From the entries below, output the line with "Note. One marker is placed on each instance of the dorsal" and each following line up to and including the line with "Note. One marker is placed on each instance of the pectoral", exactly as written.

(Point-per-instance localization data)
= = = = = = =

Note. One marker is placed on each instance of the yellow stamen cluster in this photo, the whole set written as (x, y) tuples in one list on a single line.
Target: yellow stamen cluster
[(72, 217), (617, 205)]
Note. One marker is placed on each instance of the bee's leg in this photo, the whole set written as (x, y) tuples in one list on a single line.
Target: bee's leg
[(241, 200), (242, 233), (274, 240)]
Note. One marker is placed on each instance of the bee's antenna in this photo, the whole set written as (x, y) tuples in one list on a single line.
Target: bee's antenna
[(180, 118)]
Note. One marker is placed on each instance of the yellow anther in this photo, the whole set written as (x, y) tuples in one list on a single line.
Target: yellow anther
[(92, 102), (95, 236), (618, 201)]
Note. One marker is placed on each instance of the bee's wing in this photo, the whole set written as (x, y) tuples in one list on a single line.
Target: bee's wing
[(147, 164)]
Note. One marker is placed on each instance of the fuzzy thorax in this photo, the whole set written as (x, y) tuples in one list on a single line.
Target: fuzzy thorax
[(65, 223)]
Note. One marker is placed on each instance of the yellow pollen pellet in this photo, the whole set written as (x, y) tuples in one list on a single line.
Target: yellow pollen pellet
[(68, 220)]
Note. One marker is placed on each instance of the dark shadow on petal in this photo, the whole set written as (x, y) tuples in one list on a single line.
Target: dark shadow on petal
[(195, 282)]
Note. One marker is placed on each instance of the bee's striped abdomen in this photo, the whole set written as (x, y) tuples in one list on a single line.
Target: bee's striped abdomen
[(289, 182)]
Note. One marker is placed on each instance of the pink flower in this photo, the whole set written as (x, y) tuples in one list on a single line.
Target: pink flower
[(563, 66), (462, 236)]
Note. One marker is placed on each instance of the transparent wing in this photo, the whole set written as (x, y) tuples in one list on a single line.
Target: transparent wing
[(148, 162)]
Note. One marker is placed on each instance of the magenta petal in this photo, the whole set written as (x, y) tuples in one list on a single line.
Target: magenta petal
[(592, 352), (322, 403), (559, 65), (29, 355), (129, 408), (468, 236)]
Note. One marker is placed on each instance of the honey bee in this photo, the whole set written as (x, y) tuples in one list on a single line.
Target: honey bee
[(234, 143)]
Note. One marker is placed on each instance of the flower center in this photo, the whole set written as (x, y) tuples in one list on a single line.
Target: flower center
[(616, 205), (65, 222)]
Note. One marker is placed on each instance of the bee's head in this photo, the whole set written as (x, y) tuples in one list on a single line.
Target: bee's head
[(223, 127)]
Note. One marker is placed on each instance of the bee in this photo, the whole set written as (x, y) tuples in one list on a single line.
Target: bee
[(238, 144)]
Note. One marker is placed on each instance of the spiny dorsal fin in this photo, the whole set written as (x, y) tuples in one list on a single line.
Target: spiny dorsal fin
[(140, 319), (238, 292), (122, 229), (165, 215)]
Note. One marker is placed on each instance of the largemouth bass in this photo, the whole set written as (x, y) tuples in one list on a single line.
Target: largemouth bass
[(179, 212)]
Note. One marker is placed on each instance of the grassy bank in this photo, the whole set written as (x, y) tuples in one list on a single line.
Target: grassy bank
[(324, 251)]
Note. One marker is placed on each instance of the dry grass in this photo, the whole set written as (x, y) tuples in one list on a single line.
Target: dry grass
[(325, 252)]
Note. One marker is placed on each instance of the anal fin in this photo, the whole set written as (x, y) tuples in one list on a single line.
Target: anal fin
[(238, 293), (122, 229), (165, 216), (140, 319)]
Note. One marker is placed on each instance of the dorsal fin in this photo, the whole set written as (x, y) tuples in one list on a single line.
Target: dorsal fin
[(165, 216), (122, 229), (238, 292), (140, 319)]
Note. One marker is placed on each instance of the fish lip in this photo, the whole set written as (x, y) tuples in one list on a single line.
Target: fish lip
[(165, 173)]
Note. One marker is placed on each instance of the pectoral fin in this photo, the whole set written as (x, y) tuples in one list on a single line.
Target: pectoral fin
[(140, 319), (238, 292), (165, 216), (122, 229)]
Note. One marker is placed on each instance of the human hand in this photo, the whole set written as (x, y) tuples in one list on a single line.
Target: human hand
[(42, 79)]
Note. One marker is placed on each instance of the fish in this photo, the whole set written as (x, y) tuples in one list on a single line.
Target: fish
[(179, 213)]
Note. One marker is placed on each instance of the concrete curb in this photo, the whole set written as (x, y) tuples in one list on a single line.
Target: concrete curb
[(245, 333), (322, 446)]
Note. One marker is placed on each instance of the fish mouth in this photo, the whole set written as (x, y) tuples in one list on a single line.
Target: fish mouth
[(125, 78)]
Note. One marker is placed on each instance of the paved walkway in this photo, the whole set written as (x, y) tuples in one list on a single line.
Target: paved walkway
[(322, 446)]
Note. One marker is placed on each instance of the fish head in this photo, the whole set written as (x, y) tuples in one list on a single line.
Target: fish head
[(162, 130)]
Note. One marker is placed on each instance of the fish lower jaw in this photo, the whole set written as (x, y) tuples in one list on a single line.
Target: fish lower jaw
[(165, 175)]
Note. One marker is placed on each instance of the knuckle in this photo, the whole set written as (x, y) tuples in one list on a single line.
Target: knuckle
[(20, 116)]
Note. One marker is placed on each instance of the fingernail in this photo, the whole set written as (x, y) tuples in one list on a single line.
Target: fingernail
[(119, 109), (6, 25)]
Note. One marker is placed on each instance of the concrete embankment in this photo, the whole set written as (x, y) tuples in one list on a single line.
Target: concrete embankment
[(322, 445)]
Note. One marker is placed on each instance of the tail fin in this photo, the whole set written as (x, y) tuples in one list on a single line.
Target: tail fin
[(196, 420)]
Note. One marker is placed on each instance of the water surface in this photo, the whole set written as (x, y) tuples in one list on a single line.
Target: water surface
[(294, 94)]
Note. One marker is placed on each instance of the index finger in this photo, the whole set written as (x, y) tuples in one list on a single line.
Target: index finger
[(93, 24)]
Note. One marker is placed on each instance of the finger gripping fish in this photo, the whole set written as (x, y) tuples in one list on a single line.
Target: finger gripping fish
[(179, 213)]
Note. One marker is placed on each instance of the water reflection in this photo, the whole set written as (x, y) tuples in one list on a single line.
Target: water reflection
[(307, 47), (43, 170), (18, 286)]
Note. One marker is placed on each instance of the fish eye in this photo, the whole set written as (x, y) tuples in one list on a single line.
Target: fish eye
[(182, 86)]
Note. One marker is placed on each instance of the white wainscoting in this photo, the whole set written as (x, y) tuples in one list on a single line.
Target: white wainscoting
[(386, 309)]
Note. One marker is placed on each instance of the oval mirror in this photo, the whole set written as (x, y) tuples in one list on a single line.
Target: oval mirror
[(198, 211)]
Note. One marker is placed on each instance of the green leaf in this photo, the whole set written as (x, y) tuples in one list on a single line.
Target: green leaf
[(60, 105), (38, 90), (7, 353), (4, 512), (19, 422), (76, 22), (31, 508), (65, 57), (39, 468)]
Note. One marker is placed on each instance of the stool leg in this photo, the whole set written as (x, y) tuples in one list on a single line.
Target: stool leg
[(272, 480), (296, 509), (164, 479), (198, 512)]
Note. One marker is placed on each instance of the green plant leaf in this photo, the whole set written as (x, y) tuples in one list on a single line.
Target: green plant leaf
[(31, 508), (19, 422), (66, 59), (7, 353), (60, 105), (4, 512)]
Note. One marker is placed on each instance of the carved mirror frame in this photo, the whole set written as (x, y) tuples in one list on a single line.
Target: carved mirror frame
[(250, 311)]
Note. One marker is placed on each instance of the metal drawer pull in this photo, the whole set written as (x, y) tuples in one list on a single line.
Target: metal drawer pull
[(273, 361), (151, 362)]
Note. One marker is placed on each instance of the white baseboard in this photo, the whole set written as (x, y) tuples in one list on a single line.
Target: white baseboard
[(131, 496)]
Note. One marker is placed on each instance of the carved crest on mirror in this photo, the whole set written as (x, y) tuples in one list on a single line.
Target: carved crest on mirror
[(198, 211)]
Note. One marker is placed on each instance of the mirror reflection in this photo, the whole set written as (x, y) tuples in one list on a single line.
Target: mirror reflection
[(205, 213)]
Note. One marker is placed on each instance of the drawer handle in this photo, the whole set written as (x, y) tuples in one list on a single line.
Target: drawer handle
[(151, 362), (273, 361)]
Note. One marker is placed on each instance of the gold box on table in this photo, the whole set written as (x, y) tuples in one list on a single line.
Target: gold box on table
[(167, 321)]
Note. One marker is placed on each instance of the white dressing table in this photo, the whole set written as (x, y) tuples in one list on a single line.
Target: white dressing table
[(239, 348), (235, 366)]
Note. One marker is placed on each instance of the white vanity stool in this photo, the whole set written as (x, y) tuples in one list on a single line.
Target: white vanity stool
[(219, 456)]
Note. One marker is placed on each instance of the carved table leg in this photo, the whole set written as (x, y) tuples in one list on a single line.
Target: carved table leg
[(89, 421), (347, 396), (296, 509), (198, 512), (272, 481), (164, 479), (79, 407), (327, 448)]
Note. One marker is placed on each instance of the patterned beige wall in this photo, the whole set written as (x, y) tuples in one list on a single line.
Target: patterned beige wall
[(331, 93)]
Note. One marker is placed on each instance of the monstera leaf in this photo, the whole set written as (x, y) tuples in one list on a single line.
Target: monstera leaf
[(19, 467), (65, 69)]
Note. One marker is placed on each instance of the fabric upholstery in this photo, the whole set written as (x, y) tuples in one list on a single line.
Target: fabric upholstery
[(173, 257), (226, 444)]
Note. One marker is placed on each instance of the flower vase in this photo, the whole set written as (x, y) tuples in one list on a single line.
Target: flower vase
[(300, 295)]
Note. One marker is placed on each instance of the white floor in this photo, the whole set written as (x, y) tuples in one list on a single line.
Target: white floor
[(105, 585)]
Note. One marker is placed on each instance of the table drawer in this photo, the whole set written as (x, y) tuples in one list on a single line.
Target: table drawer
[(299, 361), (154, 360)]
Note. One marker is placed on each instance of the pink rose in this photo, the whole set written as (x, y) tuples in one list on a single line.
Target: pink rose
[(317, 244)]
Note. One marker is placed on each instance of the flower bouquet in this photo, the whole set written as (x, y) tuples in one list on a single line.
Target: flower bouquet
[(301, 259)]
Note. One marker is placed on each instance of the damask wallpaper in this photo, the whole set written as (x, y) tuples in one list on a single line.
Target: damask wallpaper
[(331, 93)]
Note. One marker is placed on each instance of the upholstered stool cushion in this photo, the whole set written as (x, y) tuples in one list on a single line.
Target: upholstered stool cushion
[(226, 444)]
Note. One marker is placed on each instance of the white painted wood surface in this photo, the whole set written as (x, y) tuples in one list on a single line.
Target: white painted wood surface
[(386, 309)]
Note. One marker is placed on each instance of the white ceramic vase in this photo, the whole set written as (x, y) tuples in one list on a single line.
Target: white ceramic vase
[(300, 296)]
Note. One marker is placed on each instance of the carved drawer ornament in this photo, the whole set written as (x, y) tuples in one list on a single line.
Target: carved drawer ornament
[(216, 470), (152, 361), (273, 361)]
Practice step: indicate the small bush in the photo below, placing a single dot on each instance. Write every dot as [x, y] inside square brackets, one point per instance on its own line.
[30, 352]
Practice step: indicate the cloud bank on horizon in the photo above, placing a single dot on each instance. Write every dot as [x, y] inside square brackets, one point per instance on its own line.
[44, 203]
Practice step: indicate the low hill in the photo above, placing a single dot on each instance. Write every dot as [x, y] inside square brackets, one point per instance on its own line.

= = = = = = =

▶ YOUR SOLUTION
Note. One marker is placed on each instance of the dorsal fin in this photo, the whole set written as (x, y) tuples in one list on a single line.
Target: dorsal fin
[(165, 216), (122, 229), (238, 292), (140, 319)]
Note. One marker is placed on each instance of the fish lip in this photo, the whole set written as (x, y) tuples in one list on a single line.
Target: fish lip
[(165, 173)]
Note. One marker is placed on each instance of the pectoral fin in this photo, the whole set written as (x, y) tuples in one list on a single line.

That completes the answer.